Exercise details: Take the line that contains "the knife blade." as the first and the last line of the material as the final one; set down exactly the lines in that span.

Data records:
◇ ◇ ◇ ◇
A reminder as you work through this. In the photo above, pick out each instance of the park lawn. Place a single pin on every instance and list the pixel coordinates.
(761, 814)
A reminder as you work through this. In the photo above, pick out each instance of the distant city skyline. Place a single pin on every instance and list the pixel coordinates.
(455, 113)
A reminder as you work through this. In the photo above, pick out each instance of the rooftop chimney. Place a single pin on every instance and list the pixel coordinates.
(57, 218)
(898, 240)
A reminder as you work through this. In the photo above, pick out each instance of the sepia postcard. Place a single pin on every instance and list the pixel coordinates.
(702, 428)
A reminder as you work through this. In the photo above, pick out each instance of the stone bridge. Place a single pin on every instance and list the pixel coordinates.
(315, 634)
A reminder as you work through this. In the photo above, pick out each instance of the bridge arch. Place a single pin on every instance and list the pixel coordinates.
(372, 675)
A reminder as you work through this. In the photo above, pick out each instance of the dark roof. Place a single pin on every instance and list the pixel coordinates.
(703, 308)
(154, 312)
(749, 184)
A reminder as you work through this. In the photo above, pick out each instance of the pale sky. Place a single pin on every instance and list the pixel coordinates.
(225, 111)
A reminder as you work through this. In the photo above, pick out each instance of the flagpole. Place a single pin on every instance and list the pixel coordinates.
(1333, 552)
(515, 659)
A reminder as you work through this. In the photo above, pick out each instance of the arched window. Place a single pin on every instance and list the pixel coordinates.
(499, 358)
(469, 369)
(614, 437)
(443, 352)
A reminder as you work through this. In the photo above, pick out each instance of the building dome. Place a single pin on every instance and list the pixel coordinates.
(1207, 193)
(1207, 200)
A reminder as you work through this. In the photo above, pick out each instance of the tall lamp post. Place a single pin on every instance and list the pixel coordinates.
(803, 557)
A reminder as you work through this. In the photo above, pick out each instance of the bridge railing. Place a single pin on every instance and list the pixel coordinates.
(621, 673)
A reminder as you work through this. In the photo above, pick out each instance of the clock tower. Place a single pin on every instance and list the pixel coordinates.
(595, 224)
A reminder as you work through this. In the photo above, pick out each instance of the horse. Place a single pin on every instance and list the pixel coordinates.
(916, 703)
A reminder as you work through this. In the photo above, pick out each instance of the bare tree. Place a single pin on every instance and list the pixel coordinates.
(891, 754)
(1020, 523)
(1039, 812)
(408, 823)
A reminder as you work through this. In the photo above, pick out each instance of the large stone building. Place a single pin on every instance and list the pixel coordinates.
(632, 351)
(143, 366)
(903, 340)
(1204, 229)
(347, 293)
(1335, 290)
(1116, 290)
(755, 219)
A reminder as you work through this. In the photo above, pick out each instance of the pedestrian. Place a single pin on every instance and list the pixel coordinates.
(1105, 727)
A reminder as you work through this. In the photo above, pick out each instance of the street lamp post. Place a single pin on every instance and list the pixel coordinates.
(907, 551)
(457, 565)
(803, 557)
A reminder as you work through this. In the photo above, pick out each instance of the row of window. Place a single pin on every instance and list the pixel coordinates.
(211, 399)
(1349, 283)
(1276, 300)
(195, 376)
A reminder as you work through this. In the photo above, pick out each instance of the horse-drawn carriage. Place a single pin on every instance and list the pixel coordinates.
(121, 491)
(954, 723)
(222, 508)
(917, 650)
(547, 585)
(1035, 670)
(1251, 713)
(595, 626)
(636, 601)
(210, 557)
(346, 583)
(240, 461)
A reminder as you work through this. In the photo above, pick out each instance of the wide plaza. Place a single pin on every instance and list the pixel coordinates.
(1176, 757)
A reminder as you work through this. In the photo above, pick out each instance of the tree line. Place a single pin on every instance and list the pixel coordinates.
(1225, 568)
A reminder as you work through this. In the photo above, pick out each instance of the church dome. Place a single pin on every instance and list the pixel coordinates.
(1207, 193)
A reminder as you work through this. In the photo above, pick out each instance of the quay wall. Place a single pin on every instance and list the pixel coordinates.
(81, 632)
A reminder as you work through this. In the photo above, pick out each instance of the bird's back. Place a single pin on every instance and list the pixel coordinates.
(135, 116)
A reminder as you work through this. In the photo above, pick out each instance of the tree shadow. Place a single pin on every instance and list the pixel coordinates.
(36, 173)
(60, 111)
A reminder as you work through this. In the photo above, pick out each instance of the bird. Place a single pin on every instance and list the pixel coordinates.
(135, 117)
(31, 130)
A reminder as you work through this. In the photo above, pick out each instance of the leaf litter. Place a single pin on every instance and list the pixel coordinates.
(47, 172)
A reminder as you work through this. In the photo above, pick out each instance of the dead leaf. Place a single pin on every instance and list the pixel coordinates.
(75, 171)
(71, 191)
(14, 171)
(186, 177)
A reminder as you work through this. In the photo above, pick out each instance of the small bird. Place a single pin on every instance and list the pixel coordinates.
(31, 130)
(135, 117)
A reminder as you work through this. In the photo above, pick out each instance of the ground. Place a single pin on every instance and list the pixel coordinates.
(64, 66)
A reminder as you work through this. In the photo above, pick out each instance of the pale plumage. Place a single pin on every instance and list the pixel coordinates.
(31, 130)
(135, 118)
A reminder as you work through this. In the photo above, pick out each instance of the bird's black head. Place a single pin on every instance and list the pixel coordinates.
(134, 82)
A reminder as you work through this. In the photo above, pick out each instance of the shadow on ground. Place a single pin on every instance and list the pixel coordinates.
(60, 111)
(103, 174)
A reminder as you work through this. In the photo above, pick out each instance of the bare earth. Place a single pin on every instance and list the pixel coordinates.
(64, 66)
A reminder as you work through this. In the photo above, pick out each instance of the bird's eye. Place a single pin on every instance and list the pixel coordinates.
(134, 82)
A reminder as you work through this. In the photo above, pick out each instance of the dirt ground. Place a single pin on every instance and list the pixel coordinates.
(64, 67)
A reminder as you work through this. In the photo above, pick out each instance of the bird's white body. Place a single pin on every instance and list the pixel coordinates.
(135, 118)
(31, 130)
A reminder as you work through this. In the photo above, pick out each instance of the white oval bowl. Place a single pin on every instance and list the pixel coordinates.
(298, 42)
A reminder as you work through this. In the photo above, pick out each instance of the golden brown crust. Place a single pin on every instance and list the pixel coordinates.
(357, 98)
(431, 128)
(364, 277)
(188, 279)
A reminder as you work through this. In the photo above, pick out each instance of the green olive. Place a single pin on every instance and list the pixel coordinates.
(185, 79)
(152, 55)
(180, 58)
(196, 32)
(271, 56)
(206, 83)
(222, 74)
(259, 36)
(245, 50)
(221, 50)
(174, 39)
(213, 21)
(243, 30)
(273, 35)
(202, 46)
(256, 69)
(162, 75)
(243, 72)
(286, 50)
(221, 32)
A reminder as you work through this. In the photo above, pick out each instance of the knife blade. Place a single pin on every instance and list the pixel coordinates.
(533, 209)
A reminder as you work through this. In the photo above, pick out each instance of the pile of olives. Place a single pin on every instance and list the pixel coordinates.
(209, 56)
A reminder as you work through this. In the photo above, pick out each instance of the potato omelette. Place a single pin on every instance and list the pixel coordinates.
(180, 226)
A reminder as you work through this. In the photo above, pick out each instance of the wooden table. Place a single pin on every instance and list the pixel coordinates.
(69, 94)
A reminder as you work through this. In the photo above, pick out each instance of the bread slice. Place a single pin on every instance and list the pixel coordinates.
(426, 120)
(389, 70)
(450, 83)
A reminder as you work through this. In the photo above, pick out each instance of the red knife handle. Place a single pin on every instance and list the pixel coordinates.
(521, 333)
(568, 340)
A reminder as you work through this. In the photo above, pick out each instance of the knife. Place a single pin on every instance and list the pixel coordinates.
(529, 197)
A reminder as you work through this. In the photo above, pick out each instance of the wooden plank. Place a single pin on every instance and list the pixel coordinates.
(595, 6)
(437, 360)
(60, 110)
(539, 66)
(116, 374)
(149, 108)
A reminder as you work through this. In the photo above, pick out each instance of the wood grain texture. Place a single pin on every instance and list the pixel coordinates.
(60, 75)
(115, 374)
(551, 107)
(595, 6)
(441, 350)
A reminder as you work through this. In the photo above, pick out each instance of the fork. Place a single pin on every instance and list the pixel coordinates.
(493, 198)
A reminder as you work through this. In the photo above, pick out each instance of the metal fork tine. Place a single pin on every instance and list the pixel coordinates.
◇ ◇ ◇ ◇
Written reply:
A reminder as you work through this. In the photo above, pick out each instance of the knife blade. Place a single pin on every instance and list the pixel coordinates.
(533, 209)
A reminder as you work through this. In the photo above, pick out each instance of the pile of olives. Place a single pin on every instance and list the pixel coordinates.
(209, 56)
A reminder as you work through this. In the photo above, pick out each instance of the potato omelette. Place a single pin on every instance and list the pixel coordinates.
(180, 226)
A reminder as you work through this. In the photo above, pick out each instance of the wooden table. Place a single pin on every instance and list the pixel coordinates.
(69, 94)
A reminder as you work through this. In the photo above, pick out each instance of the bread slice. Place a single pin on every instance and list the pixel coordinates.
(426, 120)
(389, 70)
(450, 83)
A reminder as you work through this. In the photo above, pick out each instance of the red knife handle. Place a single pin on every instance and list the pixel coordinates.
(521, 333)
(568, 340)
A reminder as you work through this. In the photo above, pick out each instance of the knife. Place a single pin on every instance and list the pixel coordinates.
(529, 197)
A reminder as you work through this. In the photo above, pick out each instance of the wooden plank. Place a single pin on every instance and list the pixel coordinates.
(595, 6)
(437, 360)
(60, 110)
(539, 66)
(116, 374)
(149, 108)
A reminder as you work through this. In the photo above, pick out each instance of the wood grain texture. Place a single pin on every instance and list the pixel coordinates.
(60, 75)
(115, 374)
(551, 107)
(595, 6)
(441, 350)
A reminder as you work through this. In the photo above, pick out each instance of the fork. Place a single pin on every instance and list the pixel coordinates.
(493, 198)
A reminder as you work through this. In the photo above, pick out each instance of the metal fork tine. Place a single pin on every instance and list the pixel coordinates.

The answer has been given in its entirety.